▶ [WHAT TO WORK ON] Copy out the lines starting at the one containing "Where can you see the rippled" and ending at the one containing "<point>249,223</point>", including both of those lines and the requests among them. Increase each coordinate in the recorded points by 92.

[Stored entries]
[Start]

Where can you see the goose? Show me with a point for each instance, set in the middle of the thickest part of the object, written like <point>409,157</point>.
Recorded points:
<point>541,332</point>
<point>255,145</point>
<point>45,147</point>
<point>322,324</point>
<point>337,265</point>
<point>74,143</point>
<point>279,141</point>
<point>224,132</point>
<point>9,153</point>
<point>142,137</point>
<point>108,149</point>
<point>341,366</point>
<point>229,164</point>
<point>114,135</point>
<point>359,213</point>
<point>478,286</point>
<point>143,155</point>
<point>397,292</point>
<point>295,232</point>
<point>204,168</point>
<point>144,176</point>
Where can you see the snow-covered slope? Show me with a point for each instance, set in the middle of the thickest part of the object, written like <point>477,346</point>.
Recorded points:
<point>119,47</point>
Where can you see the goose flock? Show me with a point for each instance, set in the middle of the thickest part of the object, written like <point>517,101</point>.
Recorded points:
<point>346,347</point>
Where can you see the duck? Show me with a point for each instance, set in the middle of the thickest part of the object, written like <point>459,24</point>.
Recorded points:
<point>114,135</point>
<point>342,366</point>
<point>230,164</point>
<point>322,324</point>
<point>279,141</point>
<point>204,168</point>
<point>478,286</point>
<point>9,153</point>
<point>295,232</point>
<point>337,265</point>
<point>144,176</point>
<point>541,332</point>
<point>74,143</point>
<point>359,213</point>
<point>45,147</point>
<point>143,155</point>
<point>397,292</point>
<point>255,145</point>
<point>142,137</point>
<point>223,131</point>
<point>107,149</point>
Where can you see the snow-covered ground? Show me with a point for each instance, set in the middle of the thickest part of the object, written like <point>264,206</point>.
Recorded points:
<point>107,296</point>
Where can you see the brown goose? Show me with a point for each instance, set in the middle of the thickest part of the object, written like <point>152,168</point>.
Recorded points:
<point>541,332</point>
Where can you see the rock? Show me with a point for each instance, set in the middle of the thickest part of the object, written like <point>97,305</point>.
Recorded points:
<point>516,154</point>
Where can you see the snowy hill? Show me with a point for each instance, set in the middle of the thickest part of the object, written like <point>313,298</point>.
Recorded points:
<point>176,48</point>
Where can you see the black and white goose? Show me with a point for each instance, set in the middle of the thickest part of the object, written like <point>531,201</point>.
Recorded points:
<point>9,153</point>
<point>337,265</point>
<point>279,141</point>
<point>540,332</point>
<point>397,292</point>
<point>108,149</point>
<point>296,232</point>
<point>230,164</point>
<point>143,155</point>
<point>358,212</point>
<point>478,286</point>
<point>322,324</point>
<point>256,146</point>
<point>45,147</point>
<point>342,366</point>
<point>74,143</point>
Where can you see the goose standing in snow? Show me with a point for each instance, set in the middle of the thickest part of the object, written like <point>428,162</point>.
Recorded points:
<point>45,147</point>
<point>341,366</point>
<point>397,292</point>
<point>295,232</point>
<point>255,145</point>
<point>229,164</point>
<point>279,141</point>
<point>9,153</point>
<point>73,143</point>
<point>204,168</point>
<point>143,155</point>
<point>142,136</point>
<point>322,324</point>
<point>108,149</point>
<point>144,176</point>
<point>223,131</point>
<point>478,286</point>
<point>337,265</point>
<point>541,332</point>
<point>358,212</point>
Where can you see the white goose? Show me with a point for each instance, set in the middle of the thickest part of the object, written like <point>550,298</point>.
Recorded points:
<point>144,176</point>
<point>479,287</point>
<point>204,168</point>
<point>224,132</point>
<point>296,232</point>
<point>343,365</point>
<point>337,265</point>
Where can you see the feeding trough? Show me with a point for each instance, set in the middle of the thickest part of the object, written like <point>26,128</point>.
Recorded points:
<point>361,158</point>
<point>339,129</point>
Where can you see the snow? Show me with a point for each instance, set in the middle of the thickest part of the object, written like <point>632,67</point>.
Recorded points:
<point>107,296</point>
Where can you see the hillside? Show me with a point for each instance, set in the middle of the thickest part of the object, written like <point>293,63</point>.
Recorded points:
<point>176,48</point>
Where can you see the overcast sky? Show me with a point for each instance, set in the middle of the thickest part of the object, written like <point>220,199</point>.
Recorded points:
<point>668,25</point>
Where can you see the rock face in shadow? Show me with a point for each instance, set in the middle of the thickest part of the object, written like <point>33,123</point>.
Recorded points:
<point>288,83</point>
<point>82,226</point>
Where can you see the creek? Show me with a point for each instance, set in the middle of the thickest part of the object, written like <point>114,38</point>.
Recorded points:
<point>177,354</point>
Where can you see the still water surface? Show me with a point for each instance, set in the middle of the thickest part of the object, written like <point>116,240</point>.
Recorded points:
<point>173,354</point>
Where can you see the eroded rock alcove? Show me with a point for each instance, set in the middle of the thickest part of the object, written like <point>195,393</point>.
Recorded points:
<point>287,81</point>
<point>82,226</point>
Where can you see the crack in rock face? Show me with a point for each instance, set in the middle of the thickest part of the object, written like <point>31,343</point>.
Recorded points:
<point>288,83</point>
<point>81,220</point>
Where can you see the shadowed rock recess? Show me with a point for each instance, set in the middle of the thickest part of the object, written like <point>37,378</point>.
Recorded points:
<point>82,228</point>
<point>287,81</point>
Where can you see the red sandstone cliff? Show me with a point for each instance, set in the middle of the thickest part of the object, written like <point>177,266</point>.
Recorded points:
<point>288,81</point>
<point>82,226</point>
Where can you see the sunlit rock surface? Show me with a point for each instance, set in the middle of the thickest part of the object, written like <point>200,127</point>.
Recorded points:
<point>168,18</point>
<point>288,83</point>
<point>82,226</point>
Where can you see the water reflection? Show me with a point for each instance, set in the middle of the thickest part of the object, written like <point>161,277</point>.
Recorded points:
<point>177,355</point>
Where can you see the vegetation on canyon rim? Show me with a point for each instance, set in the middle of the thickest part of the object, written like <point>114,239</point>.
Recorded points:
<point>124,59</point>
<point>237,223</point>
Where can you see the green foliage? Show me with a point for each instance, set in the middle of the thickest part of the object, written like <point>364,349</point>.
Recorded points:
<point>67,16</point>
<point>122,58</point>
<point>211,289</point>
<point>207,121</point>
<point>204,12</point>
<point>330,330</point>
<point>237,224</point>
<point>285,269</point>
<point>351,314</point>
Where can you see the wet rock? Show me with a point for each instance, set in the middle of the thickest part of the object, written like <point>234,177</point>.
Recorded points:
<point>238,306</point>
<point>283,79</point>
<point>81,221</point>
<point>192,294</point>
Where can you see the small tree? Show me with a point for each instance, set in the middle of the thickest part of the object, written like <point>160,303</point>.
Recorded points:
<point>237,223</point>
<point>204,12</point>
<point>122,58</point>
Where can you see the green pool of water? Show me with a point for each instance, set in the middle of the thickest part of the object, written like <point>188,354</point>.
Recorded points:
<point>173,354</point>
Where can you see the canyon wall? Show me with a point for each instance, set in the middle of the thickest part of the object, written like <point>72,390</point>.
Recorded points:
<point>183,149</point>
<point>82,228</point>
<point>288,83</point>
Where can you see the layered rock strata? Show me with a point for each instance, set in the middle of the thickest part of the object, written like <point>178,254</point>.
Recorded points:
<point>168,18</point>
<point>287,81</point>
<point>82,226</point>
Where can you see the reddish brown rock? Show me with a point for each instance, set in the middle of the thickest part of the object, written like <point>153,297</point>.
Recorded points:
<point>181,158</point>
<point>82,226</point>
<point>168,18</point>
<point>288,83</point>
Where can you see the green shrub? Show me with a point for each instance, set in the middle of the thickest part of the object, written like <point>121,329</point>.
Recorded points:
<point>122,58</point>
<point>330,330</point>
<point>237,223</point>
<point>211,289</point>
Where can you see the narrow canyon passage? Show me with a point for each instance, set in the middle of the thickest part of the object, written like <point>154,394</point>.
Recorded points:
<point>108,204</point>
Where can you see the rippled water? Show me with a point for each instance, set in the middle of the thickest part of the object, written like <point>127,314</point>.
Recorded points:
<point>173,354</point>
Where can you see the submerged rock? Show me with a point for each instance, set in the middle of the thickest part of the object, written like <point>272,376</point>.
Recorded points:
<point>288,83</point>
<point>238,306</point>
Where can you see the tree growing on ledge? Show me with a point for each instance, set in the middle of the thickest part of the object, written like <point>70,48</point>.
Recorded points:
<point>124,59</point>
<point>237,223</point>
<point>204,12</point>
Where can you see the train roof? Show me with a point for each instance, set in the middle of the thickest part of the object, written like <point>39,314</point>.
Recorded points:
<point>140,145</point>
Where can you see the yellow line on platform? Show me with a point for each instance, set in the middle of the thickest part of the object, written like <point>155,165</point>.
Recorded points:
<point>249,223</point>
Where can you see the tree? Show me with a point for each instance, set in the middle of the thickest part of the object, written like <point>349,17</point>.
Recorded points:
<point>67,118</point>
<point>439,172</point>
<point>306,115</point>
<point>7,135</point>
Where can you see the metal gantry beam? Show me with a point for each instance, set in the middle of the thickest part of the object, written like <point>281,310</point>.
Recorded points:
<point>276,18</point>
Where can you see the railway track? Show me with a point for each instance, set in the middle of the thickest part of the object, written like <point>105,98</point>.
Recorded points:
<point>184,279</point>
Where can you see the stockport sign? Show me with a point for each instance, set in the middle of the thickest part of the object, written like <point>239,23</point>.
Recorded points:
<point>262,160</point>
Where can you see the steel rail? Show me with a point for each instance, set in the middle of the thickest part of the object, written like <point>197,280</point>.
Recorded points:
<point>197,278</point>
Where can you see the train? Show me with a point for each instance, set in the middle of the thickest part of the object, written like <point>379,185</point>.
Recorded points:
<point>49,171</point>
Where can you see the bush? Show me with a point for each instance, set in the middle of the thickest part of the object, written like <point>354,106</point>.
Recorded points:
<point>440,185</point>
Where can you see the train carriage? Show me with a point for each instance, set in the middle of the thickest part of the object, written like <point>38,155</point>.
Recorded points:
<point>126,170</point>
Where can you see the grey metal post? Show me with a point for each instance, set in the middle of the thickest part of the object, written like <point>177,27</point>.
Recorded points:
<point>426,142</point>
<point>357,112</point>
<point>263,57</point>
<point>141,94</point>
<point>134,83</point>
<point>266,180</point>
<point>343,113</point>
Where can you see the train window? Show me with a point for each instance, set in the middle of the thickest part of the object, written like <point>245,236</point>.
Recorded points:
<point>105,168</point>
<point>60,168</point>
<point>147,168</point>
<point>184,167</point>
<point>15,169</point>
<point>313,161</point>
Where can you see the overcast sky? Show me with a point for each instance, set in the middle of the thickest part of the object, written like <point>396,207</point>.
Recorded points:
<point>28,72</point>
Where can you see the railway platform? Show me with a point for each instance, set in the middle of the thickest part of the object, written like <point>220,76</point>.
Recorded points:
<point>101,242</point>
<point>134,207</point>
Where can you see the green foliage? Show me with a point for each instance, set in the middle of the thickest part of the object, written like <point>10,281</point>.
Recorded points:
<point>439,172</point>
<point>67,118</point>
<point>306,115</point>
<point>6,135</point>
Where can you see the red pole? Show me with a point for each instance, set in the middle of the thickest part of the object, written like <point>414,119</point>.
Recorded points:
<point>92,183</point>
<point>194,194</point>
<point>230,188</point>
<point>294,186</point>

[End]

▶ [RESULT FOR THIS TASK]
Where can you see the rippled water? Show me with a point for each instance, set in the middle of the thickest part of the object, written like <point>127,314</point>.
Recorded points:
<point>265,446</point>
Where can you see the submerged rock? Show me with a point for each instance, set in the middle of the thickest part of the object, written like <point>272,376</point>.
Recorded points:
<point>380,175</point>
<point>330,398</point>
Where can you see the tree growing on ledge? Show me with a point for each instance, set in the middle of the thickest part of the object, written like <point>70,48</point>.
Recorded points:
<point>216,151</point>
<point>329,315</point>
<point>296,104</point>
Where can you see the train roof? Show me with a point for each instance, set in the middle of the thickest part of the object, written like <point>39,314</point>.
Recorded points:
<point>232,237</point>
Where can you see the yellow line on platform? Show me with a point for each instance, set in the middle of the thickest part of the object, written like <point>155,165</point>.
Recorded points:
<point>341,315</point>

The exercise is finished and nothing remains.